### Lines of data

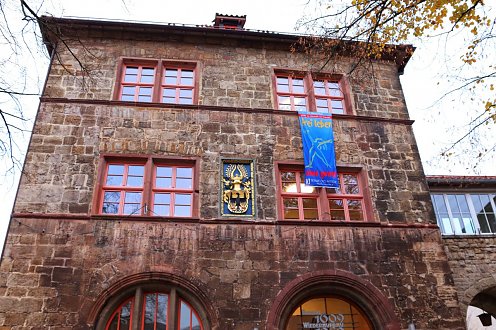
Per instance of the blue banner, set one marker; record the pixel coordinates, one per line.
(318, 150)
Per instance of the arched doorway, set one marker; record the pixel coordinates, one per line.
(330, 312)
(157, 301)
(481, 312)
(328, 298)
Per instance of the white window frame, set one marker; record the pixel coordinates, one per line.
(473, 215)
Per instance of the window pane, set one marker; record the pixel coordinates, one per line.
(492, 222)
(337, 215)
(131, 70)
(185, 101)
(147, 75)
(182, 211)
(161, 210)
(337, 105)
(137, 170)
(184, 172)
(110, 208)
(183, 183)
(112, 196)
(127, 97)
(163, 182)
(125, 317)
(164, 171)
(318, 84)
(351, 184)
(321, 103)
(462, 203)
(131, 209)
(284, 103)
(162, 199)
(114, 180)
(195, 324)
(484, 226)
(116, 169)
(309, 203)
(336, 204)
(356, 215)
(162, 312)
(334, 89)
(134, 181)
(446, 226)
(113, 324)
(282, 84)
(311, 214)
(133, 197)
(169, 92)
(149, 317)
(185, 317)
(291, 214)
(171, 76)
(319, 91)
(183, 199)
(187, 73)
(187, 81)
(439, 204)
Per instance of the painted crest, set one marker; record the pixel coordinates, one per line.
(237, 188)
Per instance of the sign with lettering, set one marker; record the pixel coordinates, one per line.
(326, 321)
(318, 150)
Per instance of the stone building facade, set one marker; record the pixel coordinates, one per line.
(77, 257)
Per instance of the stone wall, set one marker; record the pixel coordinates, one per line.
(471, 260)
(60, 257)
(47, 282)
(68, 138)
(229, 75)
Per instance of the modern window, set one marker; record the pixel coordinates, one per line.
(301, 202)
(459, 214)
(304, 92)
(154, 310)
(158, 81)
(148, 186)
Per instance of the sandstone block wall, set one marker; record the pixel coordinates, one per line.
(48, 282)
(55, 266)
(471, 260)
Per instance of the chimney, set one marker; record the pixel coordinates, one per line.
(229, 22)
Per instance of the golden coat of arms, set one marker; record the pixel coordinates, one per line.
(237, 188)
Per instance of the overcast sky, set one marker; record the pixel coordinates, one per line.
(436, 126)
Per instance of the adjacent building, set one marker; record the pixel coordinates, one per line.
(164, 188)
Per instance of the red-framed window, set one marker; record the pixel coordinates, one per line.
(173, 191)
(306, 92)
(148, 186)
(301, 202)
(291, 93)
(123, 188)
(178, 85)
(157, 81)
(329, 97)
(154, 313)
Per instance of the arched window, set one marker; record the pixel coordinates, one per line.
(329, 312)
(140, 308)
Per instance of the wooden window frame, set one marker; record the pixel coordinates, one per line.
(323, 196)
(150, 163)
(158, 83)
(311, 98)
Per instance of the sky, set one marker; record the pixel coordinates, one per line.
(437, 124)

...

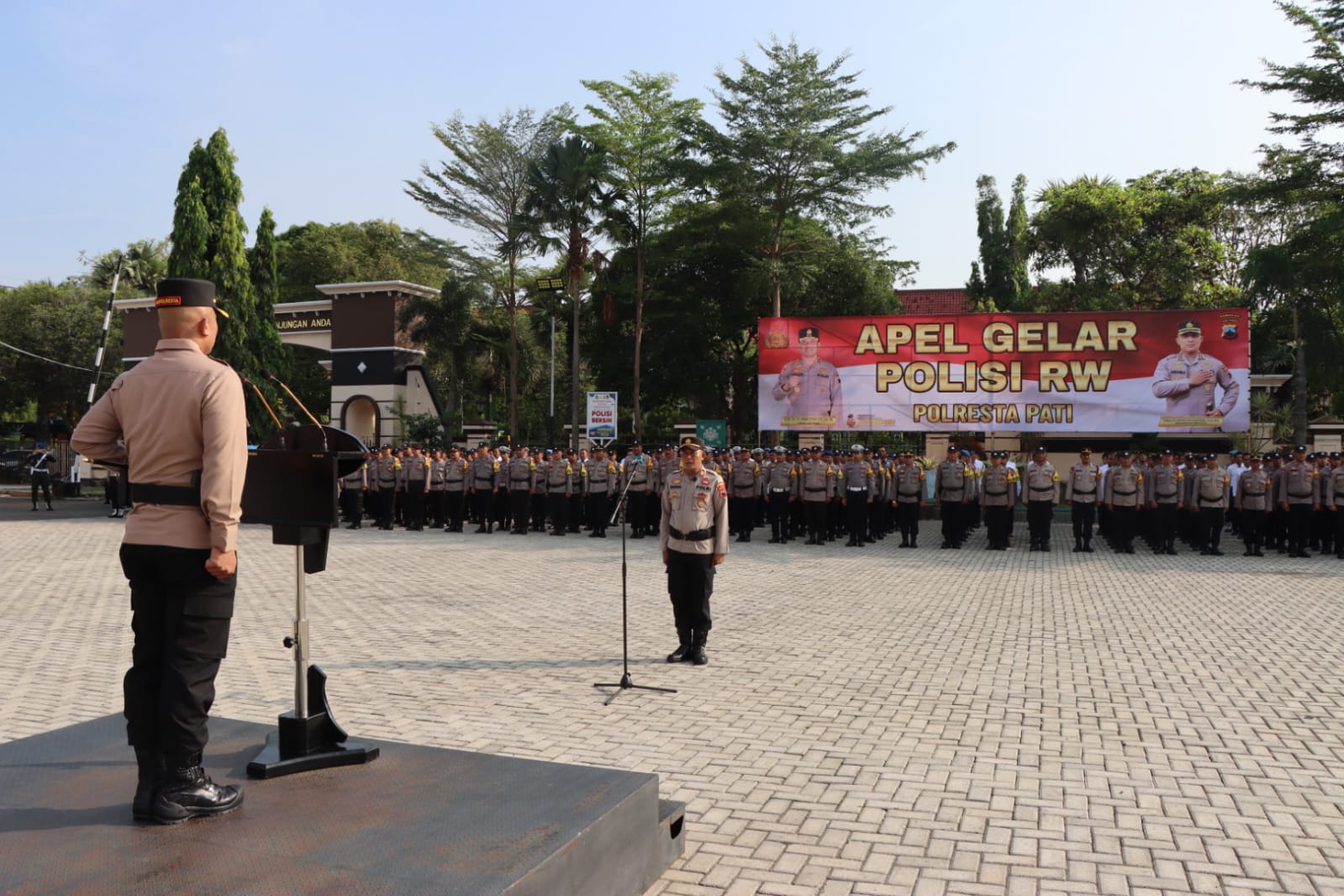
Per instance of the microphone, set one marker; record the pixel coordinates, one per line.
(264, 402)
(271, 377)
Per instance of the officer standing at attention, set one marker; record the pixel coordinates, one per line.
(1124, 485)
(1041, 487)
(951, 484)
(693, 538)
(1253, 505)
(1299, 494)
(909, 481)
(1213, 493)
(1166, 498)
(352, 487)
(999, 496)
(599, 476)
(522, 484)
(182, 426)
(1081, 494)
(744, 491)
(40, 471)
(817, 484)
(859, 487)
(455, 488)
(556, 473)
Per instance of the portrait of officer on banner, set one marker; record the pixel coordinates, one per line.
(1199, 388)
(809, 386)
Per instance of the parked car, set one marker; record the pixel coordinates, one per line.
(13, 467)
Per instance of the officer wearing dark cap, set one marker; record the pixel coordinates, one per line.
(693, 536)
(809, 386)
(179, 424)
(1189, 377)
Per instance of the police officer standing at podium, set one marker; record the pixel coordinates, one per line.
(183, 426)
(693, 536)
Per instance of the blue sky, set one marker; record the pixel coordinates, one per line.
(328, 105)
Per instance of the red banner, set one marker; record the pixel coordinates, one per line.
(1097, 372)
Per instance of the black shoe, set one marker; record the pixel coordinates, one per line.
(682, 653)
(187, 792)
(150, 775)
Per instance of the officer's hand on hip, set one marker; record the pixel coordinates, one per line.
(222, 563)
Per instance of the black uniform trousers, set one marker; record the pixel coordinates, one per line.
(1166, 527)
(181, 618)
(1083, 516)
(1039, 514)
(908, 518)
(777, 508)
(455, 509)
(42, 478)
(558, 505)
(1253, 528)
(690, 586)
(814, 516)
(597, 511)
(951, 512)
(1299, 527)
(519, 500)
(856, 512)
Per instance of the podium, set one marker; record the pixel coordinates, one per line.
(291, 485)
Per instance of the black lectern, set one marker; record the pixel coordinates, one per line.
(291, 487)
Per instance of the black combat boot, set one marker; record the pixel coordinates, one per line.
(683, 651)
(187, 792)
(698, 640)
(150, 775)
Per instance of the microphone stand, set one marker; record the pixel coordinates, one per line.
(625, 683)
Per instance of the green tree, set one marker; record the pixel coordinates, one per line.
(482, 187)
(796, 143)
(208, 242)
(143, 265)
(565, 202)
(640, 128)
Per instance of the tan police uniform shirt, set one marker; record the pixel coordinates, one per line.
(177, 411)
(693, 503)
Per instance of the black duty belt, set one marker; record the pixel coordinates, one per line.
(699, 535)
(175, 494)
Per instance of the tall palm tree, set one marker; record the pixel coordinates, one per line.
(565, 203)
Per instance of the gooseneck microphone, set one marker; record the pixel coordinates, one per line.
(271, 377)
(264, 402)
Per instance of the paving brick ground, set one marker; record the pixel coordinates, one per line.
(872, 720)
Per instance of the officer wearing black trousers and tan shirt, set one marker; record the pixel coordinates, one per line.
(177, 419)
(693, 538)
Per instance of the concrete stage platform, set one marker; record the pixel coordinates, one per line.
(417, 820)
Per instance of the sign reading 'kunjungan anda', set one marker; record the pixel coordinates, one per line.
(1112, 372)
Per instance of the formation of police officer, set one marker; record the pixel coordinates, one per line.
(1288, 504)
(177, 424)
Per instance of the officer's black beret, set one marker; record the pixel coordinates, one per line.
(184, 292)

### GOAL
Extract every line in the lines of data that contains the word "podium", copying each one in full.

### THE REPLY
Per instance of the police officer standing at podium, set one marker; record the pixel coordinates, one per line.
Per instance of the podium, set one marker; record the pixel coordinates, one per line.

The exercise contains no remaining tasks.